▸ **Goal of the exercise**:
Reproduce the items below word for word, beginning at the very first line and continuing through the line that contains "[[22, 502], [89, 625]]", inclusive.

▸ **Records for the exercise**:
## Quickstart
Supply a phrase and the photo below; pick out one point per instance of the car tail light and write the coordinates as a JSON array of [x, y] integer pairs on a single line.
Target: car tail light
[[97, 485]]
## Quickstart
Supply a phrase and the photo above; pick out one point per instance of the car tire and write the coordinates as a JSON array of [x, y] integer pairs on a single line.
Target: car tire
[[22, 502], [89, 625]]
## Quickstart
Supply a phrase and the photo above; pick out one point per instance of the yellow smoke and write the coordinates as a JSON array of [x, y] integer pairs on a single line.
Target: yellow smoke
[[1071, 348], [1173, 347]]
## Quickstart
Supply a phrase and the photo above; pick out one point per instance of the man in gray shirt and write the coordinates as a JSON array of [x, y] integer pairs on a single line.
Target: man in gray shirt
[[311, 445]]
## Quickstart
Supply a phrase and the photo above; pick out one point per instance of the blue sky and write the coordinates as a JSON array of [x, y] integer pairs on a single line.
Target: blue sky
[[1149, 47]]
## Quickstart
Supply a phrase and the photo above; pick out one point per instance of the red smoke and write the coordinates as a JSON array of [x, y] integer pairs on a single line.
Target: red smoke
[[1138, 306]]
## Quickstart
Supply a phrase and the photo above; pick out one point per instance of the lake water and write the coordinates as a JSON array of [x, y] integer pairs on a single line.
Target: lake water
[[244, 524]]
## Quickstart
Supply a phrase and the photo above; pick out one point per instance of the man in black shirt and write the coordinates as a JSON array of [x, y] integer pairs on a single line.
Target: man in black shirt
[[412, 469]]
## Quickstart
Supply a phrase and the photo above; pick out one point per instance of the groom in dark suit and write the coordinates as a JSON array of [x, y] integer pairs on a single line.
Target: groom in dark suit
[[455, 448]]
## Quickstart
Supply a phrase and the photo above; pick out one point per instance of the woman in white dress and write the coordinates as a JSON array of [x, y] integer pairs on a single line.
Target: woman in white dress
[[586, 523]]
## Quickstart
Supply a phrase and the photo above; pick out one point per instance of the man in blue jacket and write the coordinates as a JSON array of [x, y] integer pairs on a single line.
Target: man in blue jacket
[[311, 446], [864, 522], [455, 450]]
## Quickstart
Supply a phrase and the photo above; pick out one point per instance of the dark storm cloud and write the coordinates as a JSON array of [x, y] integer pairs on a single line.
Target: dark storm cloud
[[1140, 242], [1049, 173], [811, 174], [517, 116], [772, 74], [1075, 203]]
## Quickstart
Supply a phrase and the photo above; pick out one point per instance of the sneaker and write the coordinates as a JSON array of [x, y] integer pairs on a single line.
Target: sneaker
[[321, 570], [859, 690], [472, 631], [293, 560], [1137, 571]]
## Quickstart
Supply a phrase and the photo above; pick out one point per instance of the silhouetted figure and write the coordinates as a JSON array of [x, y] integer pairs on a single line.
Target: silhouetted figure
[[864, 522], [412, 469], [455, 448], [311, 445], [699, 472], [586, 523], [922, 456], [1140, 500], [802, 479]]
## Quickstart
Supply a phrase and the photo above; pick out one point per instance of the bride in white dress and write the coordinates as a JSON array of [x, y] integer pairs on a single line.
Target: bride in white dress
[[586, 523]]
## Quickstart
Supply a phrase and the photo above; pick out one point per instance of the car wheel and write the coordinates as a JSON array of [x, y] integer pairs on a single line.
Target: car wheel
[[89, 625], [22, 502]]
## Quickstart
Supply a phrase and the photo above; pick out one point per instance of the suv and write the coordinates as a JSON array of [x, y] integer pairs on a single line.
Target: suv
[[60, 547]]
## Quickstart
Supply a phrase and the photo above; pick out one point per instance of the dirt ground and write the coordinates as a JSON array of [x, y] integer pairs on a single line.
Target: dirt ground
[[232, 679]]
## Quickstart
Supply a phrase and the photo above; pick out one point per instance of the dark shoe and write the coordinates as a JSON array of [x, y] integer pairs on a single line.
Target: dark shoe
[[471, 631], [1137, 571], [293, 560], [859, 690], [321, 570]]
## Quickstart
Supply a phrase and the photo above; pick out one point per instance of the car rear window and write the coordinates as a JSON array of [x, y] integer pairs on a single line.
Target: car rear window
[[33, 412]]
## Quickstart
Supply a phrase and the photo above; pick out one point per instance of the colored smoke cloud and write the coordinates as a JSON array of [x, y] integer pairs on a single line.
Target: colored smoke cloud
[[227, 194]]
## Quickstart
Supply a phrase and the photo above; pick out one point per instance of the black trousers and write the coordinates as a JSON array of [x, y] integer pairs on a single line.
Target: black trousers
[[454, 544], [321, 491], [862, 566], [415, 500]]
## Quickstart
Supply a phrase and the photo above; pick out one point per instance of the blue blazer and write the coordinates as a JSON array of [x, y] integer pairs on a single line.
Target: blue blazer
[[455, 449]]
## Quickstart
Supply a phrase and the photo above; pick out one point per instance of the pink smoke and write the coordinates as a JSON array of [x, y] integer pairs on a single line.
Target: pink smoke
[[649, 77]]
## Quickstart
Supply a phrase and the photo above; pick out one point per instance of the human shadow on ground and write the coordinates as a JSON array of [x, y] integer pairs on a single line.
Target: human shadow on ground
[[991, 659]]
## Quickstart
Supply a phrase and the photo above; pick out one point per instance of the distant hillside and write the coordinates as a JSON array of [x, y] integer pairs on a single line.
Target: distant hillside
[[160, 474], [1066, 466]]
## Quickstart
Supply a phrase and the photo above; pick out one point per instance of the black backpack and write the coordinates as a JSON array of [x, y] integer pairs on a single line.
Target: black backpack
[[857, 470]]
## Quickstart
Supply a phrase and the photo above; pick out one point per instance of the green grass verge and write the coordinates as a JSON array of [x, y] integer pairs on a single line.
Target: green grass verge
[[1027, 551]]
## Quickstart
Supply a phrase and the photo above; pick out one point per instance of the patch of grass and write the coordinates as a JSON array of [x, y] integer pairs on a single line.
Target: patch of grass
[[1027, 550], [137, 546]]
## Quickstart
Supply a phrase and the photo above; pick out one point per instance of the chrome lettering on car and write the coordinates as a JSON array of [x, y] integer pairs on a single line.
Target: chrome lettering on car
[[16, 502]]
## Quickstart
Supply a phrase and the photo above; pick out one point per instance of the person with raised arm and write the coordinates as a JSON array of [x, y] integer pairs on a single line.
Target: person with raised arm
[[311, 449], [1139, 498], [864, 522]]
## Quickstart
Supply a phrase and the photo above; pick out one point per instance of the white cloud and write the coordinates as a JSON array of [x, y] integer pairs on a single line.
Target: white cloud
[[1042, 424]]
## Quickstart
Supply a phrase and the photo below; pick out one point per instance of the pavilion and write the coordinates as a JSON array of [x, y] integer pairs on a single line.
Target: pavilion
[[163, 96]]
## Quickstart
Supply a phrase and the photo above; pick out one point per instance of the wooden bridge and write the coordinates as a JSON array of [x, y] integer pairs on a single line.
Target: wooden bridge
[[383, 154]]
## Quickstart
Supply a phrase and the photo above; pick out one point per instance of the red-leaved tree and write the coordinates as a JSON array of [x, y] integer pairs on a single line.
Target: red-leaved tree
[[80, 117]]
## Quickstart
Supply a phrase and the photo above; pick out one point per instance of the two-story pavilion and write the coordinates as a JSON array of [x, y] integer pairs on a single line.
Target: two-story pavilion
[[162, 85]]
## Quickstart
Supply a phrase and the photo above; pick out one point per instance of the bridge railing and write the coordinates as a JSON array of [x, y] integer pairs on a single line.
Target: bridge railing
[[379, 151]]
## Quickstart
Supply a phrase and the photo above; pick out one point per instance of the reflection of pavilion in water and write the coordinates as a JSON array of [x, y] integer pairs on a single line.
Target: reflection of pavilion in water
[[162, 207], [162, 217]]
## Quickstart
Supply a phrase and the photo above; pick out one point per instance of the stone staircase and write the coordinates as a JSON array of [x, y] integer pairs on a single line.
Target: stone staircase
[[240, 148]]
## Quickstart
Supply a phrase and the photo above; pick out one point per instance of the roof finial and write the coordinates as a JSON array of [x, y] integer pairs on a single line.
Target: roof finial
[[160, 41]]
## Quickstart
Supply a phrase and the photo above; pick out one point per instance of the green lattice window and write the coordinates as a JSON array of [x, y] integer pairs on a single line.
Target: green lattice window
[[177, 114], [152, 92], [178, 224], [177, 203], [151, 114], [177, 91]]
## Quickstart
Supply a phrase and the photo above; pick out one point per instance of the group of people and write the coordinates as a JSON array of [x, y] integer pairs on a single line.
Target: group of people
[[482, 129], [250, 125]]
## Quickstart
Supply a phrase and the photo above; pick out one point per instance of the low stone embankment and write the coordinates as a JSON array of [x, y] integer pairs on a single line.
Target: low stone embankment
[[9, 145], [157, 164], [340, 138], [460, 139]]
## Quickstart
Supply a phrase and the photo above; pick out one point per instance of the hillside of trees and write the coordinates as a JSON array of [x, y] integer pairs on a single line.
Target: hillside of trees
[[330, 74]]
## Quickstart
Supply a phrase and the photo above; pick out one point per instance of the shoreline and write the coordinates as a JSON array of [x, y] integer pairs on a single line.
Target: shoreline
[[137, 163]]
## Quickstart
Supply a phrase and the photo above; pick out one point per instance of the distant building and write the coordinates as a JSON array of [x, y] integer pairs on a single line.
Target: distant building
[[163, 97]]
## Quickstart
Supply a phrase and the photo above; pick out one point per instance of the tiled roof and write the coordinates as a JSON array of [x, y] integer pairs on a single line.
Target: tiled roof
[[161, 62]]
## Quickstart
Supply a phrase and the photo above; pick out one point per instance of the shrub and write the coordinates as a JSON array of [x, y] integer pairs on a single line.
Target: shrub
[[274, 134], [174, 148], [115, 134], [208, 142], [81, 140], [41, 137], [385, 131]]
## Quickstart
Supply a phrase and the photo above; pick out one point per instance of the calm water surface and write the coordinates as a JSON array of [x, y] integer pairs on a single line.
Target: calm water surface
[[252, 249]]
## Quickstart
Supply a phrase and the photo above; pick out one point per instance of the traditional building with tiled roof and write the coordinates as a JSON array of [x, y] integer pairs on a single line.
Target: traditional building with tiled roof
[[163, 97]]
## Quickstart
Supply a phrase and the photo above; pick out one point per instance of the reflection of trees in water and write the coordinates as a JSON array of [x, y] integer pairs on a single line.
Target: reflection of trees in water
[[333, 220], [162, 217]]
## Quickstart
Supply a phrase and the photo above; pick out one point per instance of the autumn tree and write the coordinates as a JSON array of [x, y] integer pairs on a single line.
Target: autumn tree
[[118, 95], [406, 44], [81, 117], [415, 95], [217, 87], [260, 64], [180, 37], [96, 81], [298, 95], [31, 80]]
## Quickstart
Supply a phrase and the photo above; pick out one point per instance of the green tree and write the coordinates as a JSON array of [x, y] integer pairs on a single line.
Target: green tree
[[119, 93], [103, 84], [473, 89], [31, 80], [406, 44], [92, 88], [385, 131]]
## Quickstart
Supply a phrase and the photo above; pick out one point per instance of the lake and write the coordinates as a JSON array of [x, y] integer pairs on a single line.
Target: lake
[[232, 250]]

▸ **Written answer**:
## Quickstart
Supply a phrase and the photo below; pick out one point per instance of the car tail light and write the coordinates as a JSON array of [x, y] integer pairs on a single line.
Target: car tail light
[[97, 485]]
## Quickstart
Supply a phrase and the photo above; pick out one point per instance of the car tire and write the coordinates as a JSON array of [x, y] integer pairs on a single line.
Target: car tire
[[22, 502], [89, 625]]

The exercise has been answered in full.